■ Consigne A:
Recueillez chaque ligne du listing où figure le mot "leaf".

■ Texte retenu:
────────────────────────────────────────
L'analyse de l'article Sign-gestalt or Conditioned reflex ? (Tolman, 1933) que nous proposons sera présentée dans le même ordre chronologique que celui adopté par Tolman (1933). Ainsi, dans la première partie de ce présent travail, nous décrivons la première expérience de l'article Sign-gestalt or Conditioned reflex ? (Tolman, 1933) qui est issue des travaux de Tolman (1932) et nous reprenons respectivement les confrontations théoriques de Tolman en termes de conditionnement pavlovien et de configuration-signe. Ensuite nous affi nons l'explication de Tolman en termes de conditionnement pavlovien avec la procédure d'occasion setting (Rescorla, 1991 ; Ross & Holland, 1981 ; Schmajuk & Holland, 1998). Dans la seconde partie, nous présentons la seconde expérience de l'article Sign-gestalt or Conditioned reflex ? (Tolman, 1933) qui est issue des travaux de Tolman et Honzik (Expérience 3, 1930). Nous reprenons l'explication de Tolman fondée sur sa théorie de la configuration-signe, et contrairement à Tolman, nous montrons en quoi le conditionnement pavlovien permet aussi de rendre compte des résultats avec la procédure de préconditionnement sensoriel (Brodgen, 1939 ; Blaisdell, 2009).

 

EXPÉRIENCE 1 : TIRÉE DE PURPOSIVE BEHAVIOR IN ANIMALS AND MEN (TOLMAN, 1932)

Le labyrinthe utilisé dans cette expérience (voir figure 1) est composé de trois compartiments : un compartiment de départ (S) relié par une allée à un compartiment de discrimination, lequel débouche par une autre allée en un compartiment d'arrivée (N) contenant ou non de la nourriture. A l'intérieur du compartiment de discrimination se trouvent trois portes : une porte avec un rideau blanc (W), une porte avec un rideau noir (B), ainsi qu'une porte D. La porte D est placée de sorte à toujours bloquer l'accès à l'allée menant à la nourriture lorsque le rideau noir est traversé, créant ainsi une impasse dans laquelle un choc électrique est administré. Le passage par le rideau blanc donne toujours accès à l'allée conduisant au compartiment contenant la nourriture. Après avoir appris à discriminer les deux rideaux et à passer par le rideau blanc, les rats sont soumis à deux phases expérimentales.
────────────────────────────────────────
Extraits de données d'étiquetage d'emplacements:

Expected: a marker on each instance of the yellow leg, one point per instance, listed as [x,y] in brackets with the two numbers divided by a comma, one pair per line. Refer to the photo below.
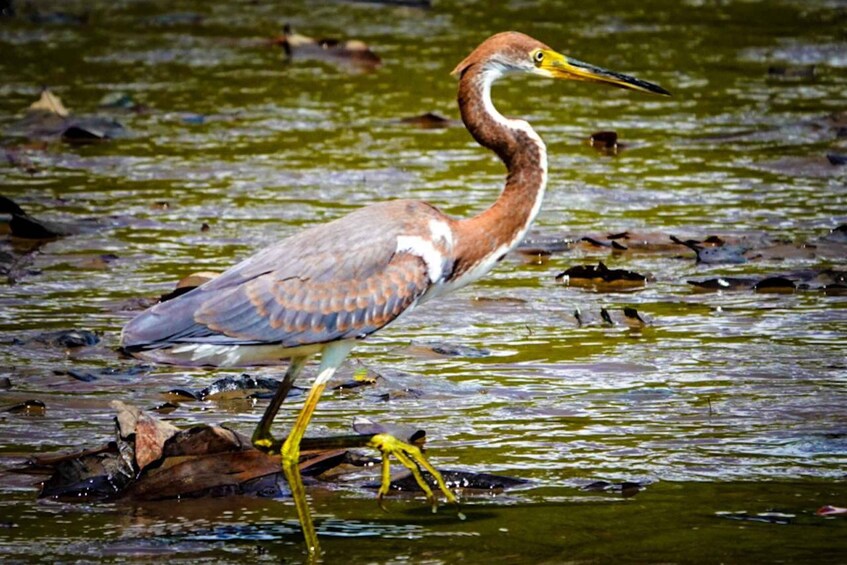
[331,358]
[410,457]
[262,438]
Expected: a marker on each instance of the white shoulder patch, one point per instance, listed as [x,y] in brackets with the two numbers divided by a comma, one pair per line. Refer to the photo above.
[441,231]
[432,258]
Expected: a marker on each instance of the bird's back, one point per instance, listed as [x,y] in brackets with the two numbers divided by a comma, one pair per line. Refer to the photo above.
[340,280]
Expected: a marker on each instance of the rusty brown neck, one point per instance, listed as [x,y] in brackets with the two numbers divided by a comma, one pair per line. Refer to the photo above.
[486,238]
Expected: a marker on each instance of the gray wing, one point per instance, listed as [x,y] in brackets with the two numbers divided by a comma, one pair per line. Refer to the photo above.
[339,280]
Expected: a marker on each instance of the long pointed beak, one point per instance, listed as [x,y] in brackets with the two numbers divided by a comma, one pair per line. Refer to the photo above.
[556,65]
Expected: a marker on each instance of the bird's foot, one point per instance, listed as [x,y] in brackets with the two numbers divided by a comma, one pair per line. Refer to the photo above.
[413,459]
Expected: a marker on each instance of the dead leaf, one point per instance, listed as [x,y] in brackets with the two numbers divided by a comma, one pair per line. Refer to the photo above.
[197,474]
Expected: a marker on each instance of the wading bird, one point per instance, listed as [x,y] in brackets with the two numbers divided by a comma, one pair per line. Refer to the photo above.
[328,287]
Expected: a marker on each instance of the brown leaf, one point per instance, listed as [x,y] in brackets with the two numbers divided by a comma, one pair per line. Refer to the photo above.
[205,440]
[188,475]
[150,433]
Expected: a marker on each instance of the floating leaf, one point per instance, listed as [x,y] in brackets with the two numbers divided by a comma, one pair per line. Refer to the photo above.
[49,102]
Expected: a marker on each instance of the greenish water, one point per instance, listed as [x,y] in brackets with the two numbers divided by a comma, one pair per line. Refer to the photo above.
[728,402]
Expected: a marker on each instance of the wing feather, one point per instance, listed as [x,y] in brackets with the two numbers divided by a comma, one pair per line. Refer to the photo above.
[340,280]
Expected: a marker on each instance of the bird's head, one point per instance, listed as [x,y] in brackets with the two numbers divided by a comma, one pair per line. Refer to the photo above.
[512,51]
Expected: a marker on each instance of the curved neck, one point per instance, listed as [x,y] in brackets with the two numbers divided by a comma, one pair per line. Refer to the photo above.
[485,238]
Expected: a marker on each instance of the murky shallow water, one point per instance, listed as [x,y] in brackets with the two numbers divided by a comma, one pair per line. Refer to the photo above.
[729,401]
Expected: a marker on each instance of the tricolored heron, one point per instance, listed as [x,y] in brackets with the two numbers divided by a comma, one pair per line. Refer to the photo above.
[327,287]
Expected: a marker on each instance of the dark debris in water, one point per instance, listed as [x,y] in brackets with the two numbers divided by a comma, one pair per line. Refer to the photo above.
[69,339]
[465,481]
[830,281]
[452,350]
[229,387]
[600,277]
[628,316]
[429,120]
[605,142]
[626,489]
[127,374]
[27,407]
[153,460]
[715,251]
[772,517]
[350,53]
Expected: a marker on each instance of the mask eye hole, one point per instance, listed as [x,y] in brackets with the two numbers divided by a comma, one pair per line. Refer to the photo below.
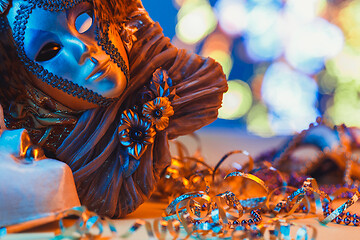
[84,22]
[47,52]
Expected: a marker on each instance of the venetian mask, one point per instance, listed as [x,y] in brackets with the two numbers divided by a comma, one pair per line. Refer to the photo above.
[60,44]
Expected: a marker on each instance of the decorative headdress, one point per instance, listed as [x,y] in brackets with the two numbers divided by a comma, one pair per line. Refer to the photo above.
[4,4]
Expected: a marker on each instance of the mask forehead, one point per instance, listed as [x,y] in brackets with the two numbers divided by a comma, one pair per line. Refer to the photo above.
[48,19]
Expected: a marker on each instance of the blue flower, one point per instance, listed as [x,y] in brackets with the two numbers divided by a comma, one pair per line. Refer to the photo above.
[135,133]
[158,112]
────────────────────────────────────────
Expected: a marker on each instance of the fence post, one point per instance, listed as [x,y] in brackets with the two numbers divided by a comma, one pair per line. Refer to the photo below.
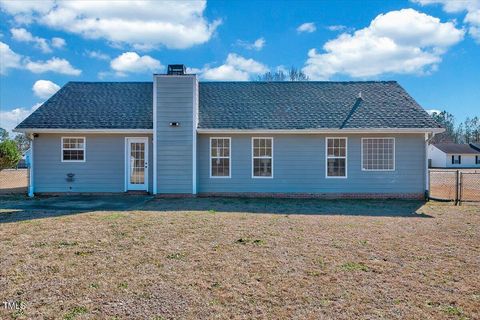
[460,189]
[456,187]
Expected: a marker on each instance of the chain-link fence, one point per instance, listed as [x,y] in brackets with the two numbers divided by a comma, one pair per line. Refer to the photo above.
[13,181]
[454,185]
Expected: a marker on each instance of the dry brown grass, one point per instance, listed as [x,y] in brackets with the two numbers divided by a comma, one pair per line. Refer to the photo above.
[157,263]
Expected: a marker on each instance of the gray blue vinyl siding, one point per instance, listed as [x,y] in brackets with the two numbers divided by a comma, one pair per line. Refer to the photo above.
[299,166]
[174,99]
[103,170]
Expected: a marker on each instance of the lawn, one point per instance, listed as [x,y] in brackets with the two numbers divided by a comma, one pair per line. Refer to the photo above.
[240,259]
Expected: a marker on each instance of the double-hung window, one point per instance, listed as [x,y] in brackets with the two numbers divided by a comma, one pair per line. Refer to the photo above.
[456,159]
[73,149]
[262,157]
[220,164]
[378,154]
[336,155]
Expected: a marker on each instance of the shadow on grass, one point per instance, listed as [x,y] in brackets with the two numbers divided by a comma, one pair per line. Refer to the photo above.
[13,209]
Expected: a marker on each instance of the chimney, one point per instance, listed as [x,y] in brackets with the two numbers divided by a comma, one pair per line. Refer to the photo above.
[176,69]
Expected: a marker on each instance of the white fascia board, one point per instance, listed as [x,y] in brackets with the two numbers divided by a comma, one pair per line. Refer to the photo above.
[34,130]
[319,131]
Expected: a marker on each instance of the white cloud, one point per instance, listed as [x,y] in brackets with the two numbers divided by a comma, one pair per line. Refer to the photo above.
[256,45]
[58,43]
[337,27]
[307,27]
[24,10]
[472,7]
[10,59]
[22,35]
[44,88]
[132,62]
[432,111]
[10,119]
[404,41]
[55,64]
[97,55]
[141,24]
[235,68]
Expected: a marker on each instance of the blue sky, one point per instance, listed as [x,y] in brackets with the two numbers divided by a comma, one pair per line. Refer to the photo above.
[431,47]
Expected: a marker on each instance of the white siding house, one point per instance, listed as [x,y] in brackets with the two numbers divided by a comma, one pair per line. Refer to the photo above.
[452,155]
────────────────────────────────────────
■ Consigne B:
D'après le texte retenu, quelles portes se trouvent dans le compartiment de discrimination ? Énumérez-les toutes.

■ Bonne réponse A:
Expected: a marker on each instance of the dead leaf, one point per instance, listed as [x,y] in brackets with the two numbers divided by a comma, one pair per line. Refer to the photo above.
Expected: a marker on each instance of the brown leaf, one point per instance, listed as [x,y] in brackets with the two numbers divided by a comma, one pair per line. Refer to the photo above.
Expected: a marker on each instance of the floating leaf, one point per instance, listed as [x,y] in brackets with the two numbers divided by a comma, one pair per line. Refer to the photo above.

■ Bonne réponse B:
- une porte avec un rideau blanc (W)
- une porte avec un rideau noir (B)
- une porte D